## SOURCE
But the Scandanavian crack Saturday
was not the work of bored juveniles
armed with a Unix account, a slice of
easily compiled code, and a few hours to
kill. It advanced a specific political
agenda.
"The future of activism is on the
Internet," said Stanton McCandlish,
program director of the Electronic Frontier
Foundation. "More and more, what is
considered an offline issue, such as
protesting the treatment of the
Zapatistas in Mexico, is being protested
on the Net."
In the computer-security community, it's
called "hacktivism," a kind of electronic
civil disobedience in which activists take
direct action by breaking into or
protesting with government or corporate
computer systems. It's a kind of low-level
information warfare, and it's on the rise.
Last week, for example, a group of
hackers called X-pilot rewrote the home
page of a Mexican government site to
protest what they said were instances of
government corruption and censorship.
The group, which did not reply to several
emails, made the claims to the Hacker
News Network. The hacktivists were
bringing an offline issue into the online
world, McClandish said.
The phenomenon is becoming common
enough that next month, the longtime
computer-security group, the Cult of the
Dead Cow will launch the resource site
hacktivism.org. The site will host online
workshops, demonstrations, and software
tools for digital activists.
"We want to provide resources to
empower people who want to take part in
activism on the Internet," said Oxblood
Ruffian, a former United Nations
consultant who belongs to the Cult of the
Dead Cow.
Oxblood Ruffian's group is no newcomer
to hacktivism. They have been working
with the Hong Kong Blondes, a
near-mythical group of Chinese dissidents
that have been infiltrating police and
security networks in China in an effort to
forewarn political targets of imminent
arrests.
In a recent Wired News article, a member
of the group said it would target the
networks and Web sites of US companies
doing business with China.
Other recent hacktivist actions include a
wave of attacks in August that drew
attention to alleged human rights abuses
in Indonesia. In June, attacks on
computer systems in India's atomic
energy research lab protested that
country's nuclear bomb tests.

## EXTRACTED ENTRIES
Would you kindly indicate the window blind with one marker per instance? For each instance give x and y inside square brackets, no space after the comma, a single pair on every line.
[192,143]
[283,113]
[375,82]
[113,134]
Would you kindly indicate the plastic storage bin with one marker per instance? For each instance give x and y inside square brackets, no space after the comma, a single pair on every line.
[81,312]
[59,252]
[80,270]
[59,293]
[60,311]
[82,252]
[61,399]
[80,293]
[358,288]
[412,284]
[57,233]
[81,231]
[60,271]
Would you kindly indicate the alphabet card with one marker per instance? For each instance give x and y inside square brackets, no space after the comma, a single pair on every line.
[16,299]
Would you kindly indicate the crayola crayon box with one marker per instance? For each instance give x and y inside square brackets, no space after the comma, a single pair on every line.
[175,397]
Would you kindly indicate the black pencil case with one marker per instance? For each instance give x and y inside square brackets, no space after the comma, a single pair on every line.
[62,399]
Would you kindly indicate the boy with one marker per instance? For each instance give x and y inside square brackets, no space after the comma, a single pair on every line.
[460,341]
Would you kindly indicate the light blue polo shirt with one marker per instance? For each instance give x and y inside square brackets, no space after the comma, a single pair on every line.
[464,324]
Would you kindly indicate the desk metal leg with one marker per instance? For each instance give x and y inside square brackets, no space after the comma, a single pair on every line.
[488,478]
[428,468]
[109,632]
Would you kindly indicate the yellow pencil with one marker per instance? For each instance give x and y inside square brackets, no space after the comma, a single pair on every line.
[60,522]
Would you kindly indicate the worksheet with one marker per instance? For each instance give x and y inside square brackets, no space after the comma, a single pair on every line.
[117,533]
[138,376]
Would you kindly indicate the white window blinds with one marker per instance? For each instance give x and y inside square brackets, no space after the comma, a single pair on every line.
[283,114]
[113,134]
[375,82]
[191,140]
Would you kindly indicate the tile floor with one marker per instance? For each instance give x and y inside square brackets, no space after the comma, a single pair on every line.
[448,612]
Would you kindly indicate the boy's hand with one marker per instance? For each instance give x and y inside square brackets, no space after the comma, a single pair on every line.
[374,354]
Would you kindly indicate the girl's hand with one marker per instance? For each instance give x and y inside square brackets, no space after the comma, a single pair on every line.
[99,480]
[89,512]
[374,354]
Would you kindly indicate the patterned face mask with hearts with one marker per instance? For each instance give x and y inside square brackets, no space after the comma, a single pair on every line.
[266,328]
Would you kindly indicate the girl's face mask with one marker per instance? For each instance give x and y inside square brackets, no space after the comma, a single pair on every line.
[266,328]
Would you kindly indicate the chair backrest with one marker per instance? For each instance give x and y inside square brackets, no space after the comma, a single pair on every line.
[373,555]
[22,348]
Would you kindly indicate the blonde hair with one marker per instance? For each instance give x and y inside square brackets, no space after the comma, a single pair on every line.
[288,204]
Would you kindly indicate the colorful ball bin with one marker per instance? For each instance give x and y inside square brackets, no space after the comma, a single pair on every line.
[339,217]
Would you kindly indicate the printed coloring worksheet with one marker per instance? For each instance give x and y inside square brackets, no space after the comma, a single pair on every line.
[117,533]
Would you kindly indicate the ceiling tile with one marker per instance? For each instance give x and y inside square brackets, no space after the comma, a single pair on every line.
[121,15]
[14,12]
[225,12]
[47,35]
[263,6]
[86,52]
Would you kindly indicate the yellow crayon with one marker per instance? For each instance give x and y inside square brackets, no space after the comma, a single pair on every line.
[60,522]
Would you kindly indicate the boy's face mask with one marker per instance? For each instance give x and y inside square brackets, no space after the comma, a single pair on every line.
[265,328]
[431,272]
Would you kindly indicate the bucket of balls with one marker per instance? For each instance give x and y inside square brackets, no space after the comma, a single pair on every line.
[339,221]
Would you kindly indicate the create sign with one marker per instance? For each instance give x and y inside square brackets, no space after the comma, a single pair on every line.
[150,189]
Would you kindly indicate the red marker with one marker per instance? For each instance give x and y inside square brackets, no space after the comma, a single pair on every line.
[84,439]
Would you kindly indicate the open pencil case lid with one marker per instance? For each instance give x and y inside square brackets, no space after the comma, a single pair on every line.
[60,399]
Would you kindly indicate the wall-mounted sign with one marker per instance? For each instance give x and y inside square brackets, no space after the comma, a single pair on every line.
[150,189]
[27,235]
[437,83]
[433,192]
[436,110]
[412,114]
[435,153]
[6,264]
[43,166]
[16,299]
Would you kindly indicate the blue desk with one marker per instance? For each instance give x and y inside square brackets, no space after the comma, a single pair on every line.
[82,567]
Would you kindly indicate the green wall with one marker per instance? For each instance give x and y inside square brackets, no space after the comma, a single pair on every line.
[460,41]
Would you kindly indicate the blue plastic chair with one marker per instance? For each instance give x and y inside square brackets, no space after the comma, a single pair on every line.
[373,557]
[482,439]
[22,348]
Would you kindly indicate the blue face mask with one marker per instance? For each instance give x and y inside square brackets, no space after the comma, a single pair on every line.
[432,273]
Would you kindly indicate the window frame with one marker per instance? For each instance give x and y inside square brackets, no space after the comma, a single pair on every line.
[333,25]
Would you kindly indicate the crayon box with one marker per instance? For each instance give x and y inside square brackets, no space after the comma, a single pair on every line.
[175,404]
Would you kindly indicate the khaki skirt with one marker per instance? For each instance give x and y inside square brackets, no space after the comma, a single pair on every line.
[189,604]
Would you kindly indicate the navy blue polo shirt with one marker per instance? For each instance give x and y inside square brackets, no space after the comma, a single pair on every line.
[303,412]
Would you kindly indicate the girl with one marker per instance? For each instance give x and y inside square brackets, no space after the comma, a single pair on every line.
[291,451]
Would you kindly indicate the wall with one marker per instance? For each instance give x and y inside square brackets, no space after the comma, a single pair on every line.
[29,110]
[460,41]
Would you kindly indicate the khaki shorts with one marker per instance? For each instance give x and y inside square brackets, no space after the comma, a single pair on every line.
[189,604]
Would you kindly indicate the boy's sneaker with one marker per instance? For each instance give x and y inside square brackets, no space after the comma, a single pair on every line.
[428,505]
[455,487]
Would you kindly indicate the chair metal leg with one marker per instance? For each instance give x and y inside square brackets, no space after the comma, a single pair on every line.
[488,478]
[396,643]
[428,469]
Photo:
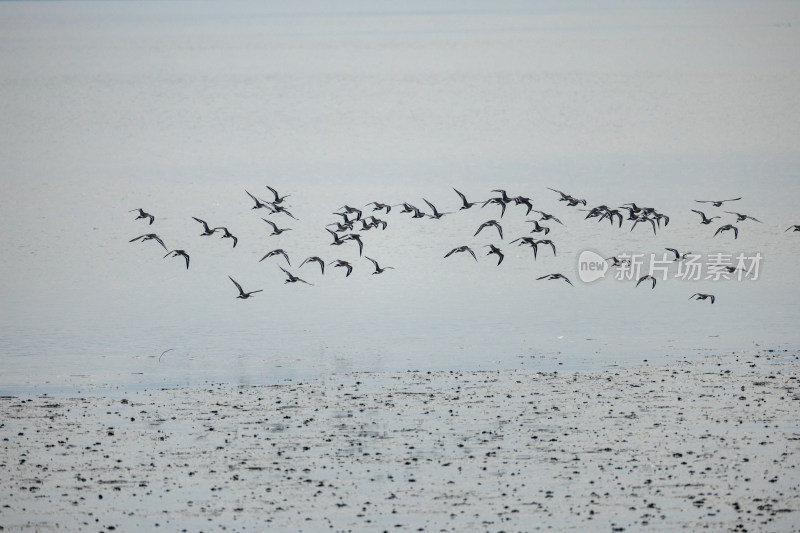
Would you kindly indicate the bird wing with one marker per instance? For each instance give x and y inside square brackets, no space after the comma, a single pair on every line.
[237,285]
[157,238]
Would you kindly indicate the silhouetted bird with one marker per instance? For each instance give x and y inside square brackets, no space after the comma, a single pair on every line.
[556,276]
[701,296]
[727,227]
[176,253]
[142,214]
[243,295]
[148,237]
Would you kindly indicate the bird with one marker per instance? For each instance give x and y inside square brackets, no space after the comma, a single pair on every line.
[344,264]
[701,296]
[436,214]
[291,278]
[727,227]
[678,255]
[243,295]
[617,262]
[148,237]
[314,259]
[537,227]
[741,218]
[556,276]
[705,219]
[280,209]
[378,206]
[647,277]
[227,235]
[522,200]
[643,218]
[495,250]
[176,253]
[278,199]
[348,209]
[378,269]
[547,216]
[275,229]
[461,249]
[206,229]
[355,237]
[277,251]
[464,203]
[337,241]
[259,203]
[408,208]
[375,222]
[142,214]
[490,223]
[659,217]
[718,203]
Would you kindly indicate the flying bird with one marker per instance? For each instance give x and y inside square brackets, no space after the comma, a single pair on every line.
[243,295]
[378,269]
[176,253]
[701,296]
[278,199]
[537,227]
[464,203]
[718,203]
[277,251]
[741,218]
[648,277]
[275,229]
[227,235]
[314,259]
[259,203]
[495,250]
[678,255]
[462,249]
[378,206]
[436,214]
[556,276]
[344,264]
[727,227]
[348,209]
[291,278]
[490,223]
[148,237]
[142,214]
[355,237]
[617,262]
[206,229]
[546,216]
[705,219]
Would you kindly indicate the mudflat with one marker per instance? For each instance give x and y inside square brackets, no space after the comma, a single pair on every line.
[706,443]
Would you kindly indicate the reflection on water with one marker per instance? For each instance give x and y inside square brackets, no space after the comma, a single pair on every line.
[181,126]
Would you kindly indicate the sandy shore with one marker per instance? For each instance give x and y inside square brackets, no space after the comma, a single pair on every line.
[711,444]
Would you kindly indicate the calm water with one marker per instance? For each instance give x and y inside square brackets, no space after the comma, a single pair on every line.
[178,108]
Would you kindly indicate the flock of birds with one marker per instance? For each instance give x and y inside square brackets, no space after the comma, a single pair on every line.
[344,230]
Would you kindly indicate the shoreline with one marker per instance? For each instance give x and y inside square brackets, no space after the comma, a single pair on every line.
[676,446]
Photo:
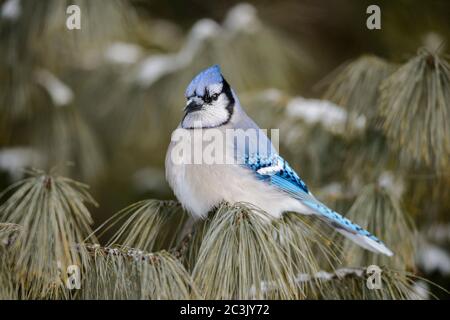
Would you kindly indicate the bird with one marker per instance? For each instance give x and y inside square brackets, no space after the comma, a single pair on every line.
[256,174]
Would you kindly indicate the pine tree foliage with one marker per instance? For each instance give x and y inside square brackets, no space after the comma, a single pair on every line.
[241,254]
[377,209]
[52,215]
[109,117]
[415,105]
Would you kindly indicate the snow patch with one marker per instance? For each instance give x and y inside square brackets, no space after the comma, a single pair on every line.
[59,92]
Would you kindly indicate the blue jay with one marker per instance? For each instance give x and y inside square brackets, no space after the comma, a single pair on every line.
[258,175]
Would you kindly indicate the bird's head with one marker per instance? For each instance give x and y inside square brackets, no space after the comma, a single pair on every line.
[210,101]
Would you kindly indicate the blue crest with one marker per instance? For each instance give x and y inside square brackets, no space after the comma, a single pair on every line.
[205,78]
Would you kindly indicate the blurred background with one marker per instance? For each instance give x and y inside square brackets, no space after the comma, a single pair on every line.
[99,104]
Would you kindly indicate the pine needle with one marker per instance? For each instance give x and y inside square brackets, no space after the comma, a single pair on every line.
[415,105]
[355,85]
[127,273]
[52,214]
[150,225]
[239,255]
[377,210]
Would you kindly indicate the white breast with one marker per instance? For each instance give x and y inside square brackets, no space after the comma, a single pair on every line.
[199,187]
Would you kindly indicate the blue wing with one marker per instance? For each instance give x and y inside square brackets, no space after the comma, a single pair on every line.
[276,171]
[279,173]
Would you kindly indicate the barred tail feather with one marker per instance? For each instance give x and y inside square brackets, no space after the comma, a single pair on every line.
[347,228]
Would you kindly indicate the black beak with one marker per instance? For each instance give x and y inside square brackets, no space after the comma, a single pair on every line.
[193,106]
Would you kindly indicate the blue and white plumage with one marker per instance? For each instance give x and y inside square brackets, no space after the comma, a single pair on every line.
[260,176]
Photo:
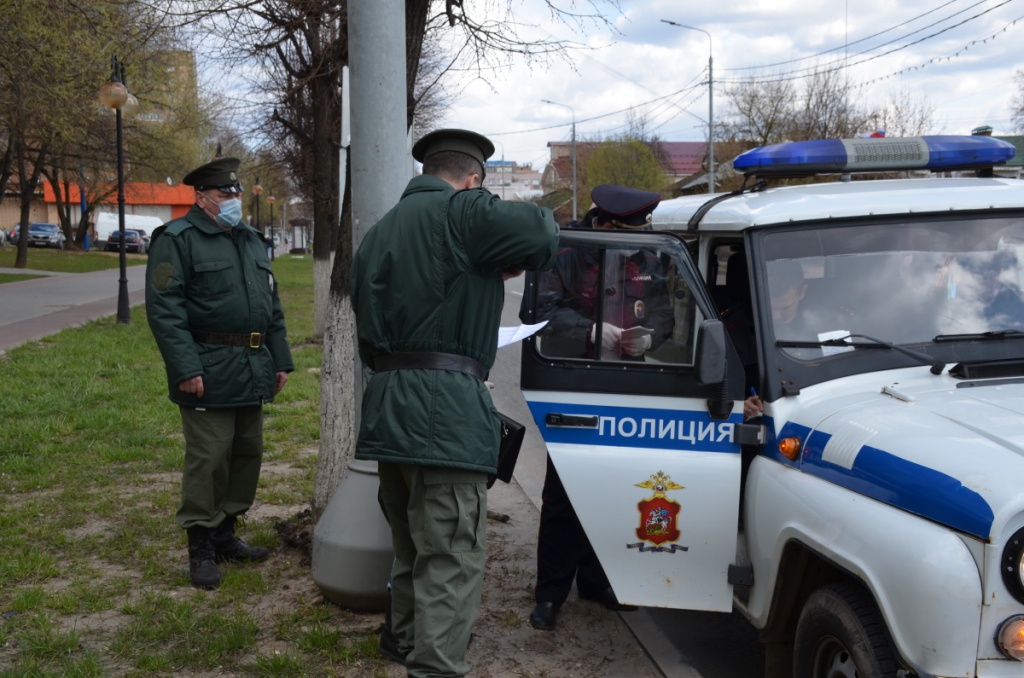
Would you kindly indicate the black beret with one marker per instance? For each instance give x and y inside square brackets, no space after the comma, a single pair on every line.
[629,207]
[460,140]
[221,173]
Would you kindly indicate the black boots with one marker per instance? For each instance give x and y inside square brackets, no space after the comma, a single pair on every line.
[229,548]
[202,568]
[209,546]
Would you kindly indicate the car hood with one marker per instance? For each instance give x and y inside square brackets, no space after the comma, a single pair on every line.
[949,451]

## EXERCISE INSTRUCTIONS
a. In the hacktivism article, translate this sentence into Spanish: "The site will host online workshops, demonstrations, and software tools for digital activists."
b. Pick out every line of the records that contains the word "hand".

## RESPONSES TO THE EXERCISE
a. El sitio albergará talleres en línea, demostraciones y herramientas de software para activistas digitales.

b.
Would you kindly indicate the boy's hand with one marker per instance? For each instance give x and y inside square brackets, no space after the comma, a single pair on every line.
Would you kindly indicate the girl's hand with one marker per instance? For each instance give x and y inside square brackets, no space after the comma, a single pair on every line.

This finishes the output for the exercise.